Aim of the task —
Starting at the line containing "# a single point is shaped like point(15, 666)" and ending at the line containing "# a single point is shaped like point(449, 260)", print every line of the material below exactly, both ends included, and stop there.

Record extracts —
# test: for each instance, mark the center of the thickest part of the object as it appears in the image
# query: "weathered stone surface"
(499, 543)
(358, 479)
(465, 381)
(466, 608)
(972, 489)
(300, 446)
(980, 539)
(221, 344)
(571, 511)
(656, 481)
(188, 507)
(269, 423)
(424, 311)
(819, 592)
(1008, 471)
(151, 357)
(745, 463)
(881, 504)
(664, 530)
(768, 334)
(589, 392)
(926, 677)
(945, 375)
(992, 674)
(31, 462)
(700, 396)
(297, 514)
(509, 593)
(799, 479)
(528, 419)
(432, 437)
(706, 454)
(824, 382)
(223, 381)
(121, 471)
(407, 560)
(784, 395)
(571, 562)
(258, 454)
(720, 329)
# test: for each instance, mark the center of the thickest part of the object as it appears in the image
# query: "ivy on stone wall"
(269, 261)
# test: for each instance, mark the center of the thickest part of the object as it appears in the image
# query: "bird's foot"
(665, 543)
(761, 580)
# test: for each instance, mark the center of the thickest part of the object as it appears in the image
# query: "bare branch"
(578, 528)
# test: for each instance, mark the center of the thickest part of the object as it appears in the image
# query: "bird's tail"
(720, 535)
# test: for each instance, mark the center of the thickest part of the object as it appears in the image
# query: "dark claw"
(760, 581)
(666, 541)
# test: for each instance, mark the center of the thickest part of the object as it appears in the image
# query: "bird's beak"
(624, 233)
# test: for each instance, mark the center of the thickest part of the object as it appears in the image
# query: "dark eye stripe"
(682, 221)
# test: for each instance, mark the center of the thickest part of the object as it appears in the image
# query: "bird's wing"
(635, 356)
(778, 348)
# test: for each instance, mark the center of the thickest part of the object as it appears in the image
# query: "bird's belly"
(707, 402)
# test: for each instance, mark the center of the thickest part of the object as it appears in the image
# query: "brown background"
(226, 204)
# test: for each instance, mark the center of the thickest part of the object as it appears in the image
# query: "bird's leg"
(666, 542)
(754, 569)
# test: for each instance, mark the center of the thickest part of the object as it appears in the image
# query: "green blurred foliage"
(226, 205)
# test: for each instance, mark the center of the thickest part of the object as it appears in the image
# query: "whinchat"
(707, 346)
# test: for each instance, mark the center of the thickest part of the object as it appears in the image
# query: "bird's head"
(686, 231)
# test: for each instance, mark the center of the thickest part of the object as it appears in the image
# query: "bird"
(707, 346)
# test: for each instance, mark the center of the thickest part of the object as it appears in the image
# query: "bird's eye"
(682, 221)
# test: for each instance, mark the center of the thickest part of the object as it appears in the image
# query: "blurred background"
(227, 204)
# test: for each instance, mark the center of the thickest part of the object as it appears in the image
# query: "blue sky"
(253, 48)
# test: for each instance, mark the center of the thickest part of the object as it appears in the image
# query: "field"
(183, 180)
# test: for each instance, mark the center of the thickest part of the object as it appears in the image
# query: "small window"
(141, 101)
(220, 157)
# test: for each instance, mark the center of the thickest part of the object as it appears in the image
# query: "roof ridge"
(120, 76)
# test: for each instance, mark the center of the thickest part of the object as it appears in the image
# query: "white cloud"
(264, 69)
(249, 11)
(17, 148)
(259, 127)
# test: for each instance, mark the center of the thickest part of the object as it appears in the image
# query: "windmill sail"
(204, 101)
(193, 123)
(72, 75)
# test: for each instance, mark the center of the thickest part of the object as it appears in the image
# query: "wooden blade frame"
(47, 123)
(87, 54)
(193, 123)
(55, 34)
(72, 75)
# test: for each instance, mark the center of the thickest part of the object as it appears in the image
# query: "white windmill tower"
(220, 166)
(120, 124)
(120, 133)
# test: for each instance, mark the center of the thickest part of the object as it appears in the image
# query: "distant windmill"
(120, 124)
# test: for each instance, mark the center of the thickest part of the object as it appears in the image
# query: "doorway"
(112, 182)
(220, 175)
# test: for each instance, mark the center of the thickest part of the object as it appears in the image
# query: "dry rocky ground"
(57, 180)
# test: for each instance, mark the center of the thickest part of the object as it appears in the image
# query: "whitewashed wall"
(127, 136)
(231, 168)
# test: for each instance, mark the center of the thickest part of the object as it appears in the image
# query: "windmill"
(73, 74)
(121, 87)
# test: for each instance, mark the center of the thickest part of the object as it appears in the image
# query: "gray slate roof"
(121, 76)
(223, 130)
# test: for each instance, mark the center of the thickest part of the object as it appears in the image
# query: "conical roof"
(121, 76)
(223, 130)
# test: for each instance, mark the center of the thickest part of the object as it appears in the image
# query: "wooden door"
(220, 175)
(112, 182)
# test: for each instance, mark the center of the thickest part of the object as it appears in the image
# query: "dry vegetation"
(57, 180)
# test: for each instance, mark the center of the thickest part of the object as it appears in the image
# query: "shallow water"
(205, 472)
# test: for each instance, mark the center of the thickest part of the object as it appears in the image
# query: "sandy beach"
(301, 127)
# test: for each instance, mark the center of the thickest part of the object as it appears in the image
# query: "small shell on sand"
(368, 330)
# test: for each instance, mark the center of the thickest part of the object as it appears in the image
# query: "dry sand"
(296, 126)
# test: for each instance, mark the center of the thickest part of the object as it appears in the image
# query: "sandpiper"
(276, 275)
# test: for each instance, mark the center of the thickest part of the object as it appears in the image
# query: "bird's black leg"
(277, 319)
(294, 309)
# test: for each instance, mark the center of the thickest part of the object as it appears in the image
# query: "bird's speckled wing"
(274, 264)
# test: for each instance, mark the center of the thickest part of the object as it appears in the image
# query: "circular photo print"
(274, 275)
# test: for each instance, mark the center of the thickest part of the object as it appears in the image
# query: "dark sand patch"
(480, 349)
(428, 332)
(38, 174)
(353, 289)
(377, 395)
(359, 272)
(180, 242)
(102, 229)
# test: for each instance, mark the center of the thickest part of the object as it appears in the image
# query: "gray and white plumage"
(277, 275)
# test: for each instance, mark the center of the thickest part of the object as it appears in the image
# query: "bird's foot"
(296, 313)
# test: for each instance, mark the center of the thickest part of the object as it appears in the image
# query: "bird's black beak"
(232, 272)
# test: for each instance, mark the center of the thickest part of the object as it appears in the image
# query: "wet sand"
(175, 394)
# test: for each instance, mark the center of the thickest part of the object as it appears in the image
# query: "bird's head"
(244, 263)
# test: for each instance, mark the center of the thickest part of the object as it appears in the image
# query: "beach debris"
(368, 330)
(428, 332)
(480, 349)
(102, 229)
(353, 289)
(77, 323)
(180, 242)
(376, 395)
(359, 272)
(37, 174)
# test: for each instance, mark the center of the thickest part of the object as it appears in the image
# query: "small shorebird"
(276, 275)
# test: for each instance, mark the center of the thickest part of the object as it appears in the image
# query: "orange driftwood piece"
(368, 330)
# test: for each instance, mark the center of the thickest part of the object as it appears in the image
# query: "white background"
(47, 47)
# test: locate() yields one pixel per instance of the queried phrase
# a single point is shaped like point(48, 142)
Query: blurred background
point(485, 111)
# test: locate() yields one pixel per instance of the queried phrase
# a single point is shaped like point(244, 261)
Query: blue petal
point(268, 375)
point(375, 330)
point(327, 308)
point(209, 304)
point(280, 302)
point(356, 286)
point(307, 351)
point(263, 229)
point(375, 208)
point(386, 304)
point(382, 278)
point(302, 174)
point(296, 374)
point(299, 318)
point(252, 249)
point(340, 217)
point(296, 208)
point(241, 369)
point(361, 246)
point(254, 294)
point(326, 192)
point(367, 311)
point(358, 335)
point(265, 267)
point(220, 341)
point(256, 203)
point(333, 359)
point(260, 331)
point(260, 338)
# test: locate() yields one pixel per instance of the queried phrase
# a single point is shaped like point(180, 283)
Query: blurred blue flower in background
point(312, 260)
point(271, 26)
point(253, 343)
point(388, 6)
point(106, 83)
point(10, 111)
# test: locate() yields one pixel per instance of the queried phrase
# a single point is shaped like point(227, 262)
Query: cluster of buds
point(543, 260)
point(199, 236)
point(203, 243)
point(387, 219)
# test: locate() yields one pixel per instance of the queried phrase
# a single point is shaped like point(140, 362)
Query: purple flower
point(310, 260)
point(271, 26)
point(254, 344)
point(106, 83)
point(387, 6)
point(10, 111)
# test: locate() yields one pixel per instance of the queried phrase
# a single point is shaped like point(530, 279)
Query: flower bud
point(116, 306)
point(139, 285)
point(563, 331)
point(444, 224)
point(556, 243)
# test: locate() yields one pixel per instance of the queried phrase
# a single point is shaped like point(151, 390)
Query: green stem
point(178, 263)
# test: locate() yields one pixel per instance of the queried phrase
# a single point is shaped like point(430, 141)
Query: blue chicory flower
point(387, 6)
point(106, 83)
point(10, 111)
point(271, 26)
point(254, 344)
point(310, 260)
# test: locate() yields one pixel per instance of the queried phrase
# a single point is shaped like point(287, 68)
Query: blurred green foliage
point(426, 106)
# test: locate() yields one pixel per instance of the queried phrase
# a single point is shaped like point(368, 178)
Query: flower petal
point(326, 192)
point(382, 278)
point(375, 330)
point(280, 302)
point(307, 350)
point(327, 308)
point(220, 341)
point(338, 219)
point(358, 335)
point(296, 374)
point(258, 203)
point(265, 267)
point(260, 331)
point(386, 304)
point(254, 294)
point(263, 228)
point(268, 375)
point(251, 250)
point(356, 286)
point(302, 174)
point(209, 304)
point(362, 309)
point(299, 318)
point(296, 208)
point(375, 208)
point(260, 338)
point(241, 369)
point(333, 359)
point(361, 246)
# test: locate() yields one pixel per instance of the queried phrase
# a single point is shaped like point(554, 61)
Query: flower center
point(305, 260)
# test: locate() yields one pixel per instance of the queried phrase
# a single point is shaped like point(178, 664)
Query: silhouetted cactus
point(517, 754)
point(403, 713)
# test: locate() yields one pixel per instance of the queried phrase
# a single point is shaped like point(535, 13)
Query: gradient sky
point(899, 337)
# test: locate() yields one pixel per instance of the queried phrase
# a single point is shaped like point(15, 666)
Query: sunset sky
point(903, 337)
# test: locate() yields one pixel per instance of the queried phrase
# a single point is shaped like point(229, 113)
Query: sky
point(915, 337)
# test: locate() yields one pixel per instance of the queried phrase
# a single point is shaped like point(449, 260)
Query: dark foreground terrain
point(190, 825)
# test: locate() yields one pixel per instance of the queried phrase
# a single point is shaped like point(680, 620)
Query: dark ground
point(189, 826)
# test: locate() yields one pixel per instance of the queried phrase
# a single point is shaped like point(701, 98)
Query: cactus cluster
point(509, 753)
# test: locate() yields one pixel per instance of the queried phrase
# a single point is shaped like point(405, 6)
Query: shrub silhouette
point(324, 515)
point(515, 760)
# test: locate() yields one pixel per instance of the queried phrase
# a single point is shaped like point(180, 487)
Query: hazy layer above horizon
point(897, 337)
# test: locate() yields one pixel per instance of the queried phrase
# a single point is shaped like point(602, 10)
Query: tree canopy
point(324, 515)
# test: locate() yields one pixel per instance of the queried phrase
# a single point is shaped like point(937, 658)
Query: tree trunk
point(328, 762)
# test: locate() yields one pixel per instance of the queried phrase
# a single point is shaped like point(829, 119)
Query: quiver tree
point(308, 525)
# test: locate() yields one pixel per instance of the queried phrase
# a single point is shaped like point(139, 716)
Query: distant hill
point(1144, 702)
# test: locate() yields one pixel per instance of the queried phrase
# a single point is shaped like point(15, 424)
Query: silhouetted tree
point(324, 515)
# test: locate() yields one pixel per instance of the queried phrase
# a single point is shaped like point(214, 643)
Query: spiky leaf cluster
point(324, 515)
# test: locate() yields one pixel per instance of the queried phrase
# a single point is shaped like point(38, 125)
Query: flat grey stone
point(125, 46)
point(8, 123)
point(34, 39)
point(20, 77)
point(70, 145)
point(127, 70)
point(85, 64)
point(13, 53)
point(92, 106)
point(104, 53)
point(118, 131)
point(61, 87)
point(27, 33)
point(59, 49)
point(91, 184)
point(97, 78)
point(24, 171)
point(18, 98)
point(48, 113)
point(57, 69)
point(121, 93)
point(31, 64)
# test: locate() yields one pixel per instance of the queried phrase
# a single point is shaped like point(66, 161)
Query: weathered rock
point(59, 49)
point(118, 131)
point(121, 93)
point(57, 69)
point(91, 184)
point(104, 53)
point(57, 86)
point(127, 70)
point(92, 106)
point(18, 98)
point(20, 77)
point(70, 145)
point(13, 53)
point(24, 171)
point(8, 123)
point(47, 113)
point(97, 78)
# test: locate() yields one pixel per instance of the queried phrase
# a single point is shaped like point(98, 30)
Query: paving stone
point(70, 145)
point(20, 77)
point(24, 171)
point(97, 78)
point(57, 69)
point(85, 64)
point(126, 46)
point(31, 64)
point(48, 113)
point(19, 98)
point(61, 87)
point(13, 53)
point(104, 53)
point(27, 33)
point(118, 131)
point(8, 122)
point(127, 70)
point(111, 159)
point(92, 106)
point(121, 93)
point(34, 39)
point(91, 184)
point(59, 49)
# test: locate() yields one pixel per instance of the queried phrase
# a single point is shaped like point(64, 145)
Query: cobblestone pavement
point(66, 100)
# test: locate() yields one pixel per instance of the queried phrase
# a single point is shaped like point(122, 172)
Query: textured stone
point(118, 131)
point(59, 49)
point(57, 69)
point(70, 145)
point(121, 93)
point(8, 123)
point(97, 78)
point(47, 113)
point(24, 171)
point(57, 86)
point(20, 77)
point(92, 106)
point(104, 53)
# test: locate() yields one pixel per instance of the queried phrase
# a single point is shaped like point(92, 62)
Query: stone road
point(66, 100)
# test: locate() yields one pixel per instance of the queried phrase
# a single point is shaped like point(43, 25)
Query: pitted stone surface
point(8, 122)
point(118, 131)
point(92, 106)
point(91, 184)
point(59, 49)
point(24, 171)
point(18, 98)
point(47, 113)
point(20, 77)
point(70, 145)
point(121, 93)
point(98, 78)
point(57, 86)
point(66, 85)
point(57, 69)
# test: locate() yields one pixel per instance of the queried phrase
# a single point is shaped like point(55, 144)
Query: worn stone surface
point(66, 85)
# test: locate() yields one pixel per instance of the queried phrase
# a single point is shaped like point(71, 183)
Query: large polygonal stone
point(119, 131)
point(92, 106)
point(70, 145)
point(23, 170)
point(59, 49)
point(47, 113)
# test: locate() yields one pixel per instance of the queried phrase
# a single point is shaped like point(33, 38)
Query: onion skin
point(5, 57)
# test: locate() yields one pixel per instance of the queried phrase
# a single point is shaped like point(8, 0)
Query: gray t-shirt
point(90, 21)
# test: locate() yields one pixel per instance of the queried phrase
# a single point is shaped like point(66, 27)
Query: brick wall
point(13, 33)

Response —
# a single point is shaped like point(15, 666)
Query: sunset sky
point(903, 337)
# test: locate() yields one pixel per instance of the queried phrase
# a single point is shaped like point(229, 113)
Query: sky
point(915, 337)
# test: locate() yields one pixel per instance of the queried phrase
# a single point is shaped like point(449, 260)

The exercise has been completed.